**What to produce**. Rename "arched doorway" to "stone archway" in the data section that opens with the line containing "Place a point on the person" and closes with the line containing "<point>265,148</point>", and return only those lines with everything else unchanged.

**Point annotations for photos**.
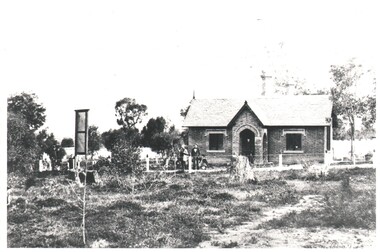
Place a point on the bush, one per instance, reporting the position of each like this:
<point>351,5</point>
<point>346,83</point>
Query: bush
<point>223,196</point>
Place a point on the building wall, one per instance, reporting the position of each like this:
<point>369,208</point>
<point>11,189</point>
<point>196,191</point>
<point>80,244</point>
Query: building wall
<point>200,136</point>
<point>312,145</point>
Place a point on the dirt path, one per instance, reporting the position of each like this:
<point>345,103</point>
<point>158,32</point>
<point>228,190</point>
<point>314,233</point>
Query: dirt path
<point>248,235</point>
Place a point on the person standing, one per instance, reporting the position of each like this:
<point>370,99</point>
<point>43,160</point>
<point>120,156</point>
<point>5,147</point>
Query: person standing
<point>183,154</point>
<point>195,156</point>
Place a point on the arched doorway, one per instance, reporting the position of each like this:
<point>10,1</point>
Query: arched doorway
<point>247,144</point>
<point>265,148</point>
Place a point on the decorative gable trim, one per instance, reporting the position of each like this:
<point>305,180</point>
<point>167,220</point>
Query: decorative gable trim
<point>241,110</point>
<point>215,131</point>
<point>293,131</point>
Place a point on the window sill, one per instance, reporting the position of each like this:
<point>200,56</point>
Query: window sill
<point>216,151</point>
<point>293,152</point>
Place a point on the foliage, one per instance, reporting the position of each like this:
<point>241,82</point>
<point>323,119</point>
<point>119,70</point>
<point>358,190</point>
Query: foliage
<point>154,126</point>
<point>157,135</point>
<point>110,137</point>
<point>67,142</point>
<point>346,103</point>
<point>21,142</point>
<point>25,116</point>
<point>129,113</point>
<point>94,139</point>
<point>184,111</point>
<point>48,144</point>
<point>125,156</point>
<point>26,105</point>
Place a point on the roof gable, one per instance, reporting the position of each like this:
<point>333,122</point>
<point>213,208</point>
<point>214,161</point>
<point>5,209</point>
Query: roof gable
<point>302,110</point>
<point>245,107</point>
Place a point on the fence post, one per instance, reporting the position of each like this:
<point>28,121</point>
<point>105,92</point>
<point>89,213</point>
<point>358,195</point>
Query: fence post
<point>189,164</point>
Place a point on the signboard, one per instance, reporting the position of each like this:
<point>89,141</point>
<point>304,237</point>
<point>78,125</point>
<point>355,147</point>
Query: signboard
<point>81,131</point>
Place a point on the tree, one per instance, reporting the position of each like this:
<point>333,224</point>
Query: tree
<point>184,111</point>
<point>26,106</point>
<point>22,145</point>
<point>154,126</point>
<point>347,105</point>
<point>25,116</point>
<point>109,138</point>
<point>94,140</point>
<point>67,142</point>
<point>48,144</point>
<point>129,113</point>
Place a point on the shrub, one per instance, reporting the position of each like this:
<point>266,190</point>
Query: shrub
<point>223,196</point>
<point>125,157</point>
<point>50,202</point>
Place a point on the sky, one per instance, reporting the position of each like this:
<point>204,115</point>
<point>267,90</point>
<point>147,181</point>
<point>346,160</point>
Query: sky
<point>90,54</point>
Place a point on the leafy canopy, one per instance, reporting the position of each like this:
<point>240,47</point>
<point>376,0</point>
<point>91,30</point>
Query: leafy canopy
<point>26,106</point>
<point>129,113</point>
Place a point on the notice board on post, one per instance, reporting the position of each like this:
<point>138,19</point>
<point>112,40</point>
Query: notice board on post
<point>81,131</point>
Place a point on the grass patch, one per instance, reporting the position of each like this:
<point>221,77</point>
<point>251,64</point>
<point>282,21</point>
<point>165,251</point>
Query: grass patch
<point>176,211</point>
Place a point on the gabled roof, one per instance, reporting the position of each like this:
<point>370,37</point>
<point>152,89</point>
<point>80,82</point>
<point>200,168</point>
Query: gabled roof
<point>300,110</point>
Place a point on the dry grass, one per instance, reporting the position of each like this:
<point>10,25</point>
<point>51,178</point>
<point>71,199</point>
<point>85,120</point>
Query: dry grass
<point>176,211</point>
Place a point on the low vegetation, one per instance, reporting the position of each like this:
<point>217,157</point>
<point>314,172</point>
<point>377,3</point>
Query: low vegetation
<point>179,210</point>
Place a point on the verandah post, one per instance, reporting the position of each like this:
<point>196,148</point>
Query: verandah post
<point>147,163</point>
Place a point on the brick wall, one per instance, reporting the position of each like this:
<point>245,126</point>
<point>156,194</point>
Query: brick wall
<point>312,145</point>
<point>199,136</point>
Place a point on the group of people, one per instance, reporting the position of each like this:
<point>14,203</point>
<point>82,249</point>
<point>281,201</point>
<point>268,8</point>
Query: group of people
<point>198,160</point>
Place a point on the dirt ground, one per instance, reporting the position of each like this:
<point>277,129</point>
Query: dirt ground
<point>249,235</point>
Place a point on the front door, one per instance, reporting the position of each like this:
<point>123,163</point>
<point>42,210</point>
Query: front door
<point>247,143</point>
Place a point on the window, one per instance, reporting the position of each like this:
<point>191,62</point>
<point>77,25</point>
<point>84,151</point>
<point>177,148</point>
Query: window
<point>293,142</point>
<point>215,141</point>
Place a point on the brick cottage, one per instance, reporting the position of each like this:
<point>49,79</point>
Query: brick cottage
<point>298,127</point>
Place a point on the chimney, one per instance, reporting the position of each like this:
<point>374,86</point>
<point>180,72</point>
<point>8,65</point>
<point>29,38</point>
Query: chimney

---

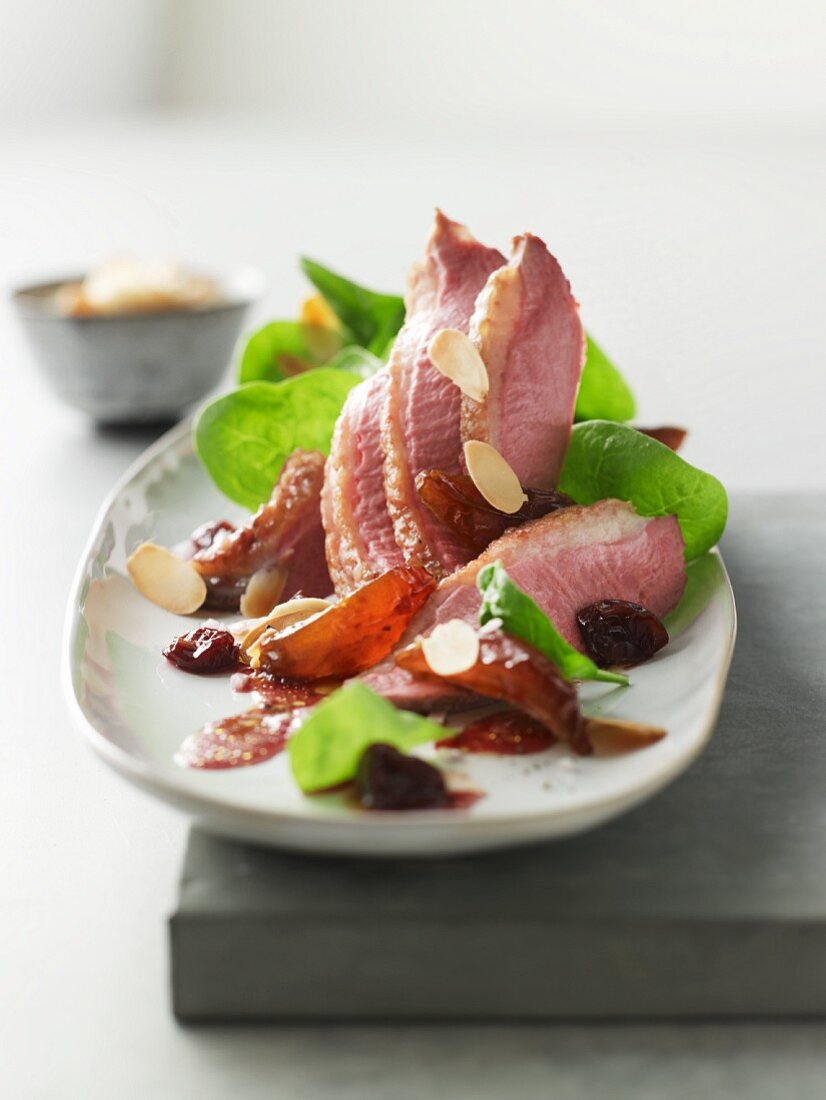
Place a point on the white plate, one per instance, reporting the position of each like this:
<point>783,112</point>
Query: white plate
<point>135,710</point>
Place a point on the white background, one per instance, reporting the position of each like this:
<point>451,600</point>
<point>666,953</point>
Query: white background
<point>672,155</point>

**Correct answer**.
Place a point on the person standing, one per instance, reporting the position of each like this:
<point>370,99</point>
<point>43,160</point>
<point>120,156</point>
<point>5,147</point>
Query: person standing
<point>183,154</point>
<point>195,156</point>
Place a point on the stone archway, one per instance, reporting the position of each like this:
<point>10,1</point>
Query: stone archway
<point>247,144</point>
<point>265,148</point>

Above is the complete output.